[Records shown — start]

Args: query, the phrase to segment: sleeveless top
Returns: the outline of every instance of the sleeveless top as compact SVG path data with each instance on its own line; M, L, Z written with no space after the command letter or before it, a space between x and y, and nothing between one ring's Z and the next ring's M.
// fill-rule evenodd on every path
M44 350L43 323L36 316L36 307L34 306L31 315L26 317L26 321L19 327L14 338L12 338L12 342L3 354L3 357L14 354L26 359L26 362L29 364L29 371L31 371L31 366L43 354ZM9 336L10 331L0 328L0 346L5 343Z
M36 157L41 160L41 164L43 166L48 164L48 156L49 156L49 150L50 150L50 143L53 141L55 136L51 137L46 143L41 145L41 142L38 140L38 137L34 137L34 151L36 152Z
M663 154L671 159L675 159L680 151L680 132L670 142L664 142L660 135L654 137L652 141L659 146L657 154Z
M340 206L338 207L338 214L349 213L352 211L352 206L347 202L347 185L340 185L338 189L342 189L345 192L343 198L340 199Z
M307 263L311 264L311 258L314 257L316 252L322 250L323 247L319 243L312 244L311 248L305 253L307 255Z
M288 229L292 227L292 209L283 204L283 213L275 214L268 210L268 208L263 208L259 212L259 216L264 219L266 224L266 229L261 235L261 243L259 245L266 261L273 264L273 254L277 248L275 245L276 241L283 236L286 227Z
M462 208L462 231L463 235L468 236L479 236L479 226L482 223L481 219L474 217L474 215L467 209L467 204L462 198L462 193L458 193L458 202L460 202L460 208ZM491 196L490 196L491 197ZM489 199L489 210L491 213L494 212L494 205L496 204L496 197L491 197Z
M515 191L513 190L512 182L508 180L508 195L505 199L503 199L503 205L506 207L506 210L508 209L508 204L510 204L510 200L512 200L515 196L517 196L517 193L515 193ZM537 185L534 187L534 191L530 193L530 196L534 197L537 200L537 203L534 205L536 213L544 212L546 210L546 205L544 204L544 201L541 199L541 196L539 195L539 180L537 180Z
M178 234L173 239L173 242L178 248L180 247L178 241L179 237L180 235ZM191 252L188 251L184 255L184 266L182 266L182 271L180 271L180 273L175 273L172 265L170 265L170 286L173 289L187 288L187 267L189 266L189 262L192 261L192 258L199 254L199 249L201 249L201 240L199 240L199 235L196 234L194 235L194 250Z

[Records shown — finish]

What this task involves :: Line by line, reproduce the records above exactly.

Solution to the problem ::
Args: query, the phrase to segment: sleeveless top
Returns: the outline of every instance of the sleeveless top as compact SVG path data with each instance on its own line; M, L, Z written with no space after the command letter or before it, a space between x and y, and nothing between one ring's Z and the next ring's M.
// fill-rule evenodd on every path
M44 350L43 323L36 316L36 307L34 306L31 315L26 317L26 321L19 327L14 338L12 338L12 342L3 354L3 357L14 354L26 359L26 362L29 364L29 371L31 371L31 366L43 354ZM9 336L10 331L0 328L0 346L5 343Z
M36 157L41 160L41 164L43 166L48 164L48 156L49 156L49 150L50 150L50 143L53 141L55 136L51 137L46 143L41 145L41 142L38 140L38 137L34 137L34 151L36 152Z
M663 154L671 159L675 159L680 151L680 132L670 142L664 142L660 135L654 137L652 141L659 146L657 154Z
M340 206L338 207L338 214L349 213L352 211L352 206L347 202L347 185L340 185L338 189L342 189L345 192L343 198L340 199Z
M307 263L311 264L311 258L314 257L316 252L322 250L323 247L319 243L312 244L311 248L305 253L307 255Z
M288 229L292 227L292 209L283 204L283 213L275 214L268 210L268 208L263 208L259 212L259 216L264 219L266 224L266 229L261 235L261 243L259 245L266 261L273 264L273 254L277 248L275 245L276 241L283 236L286 227Z
M462 208L462 231L463 235L468 236L479 236L479 226L482 223L481 219L474 217L474 215L467 209L467 204L462 198L462 193L458 193L458 202L460 202L460 208ZM491 196L490 196L491 197ZM489 199L489 210L491 213L494 212L494 205L496 204L496 197L491 197Z
M515 191L513 190L512 182L508 180L508 195L505 199L503 199L503 205L506 207L506 210L508 209L508 204L510 204L510 200L512 200L515 196L517 196L517 193L515 193ZM537 185L534 187L534 191L530 193L530 196L534 197L537 200L537 203L534 205L536 213L544 212L546 210L546 205L544 204L544 201L541 199L541 196L539 195L539 180L537 180Z
M178 234L173 239L173 242L178 248L180 247L178 241L179 237L180 235ZM191 252L188 251L184 255L184 266L182 266L182 271L180 271L180 273L175 273L172 265L170 265L170 286L173 289L187 288L187 267L189 266L189 262L192 261L192 258L199 254L199 249L201 249L201 240L199 240L199 235L196 234L194 235L194 250Z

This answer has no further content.